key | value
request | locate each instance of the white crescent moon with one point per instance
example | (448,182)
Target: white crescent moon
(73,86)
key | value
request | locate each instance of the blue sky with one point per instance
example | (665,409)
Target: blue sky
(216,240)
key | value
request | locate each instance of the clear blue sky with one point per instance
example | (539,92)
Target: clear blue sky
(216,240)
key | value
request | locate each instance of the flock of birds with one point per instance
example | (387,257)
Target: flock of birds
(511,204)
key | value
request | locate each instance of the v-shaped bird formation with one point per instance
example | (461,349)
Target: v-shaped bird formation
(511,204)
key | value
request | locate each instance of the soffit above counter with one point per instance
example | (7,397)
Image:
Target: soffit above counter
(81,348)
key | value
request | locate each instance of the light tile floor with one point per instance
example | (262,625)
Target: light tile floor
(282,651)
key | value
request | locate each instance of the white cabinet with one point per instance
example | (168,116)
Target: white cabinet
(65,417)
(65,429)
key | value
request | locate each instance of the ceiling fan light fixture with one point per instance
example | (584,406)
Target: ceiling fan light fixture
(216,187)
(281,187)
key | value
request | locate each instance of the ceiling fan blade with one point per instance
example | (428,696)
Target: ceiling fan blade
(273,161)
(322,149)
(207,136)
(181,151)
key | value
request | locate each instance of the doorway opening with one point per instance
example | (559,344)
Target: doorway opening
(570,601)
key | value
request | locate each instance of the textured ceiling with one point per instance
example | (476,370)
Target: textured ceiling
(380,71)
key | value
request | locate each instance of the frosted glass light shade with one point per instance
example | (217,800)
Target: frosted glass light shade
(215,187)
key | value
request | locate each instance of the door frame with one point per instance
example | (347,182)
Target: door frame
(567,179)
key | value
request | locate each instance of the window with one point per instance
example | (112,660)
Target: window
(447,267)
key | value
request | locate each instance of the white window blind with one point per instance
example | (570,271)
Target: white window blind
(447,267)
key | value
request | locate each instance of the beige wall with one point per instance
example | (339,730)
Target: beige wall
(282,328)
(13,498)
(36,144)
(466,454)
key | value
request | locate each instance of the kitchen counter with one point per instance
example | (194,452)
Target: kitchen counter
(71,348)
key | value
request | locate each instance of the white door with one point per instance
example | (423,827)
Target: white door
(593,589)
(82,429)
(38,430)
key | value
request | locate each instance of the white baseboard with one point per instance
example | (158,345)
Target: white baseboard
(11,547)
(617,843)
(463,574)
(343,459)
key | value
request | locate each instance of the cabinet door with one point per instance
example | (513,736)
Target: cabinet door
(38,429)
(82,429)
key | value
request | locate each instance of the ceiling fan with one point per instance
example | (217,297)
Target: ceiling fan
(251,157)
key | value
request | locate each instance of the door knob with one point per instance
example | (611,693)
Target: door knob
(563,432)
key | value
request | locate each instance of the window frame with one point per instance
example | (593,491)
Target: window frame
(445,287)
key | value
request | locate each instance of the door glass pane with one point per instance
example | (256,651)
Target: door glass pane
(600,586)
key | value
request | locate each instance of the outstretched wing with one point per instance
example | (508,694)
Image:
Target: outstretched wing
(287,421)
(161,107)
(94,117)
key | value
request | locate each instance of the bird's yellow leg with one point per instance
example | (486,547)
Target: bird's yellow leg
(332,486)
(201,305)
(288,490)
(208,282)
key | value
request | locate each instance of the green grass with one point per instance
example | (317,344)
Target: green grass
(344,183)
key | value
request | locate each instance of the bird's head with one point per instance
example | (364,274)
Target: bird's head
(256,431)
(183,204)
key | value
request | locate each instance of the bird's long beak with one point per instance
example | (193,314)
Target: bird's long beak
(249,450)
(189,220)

● **Work instruction**:
Ending with the line containing "example | (539,92)", please print exactly the lines of the material above from its first line onward, and nothing else.

● **Answer space**:
key | value
request | locate each instance of the white crescent moon with one point per instance
example | (448,182)
Target: white crescent moon
(73,86)
key | value
request | locate each instance of the blue sky with one point per instance
example | (665,409)
Target: blue sky
(216,240)
key | value
request | locate each instance of the clear blue sky with one point per instance
example | (539,92)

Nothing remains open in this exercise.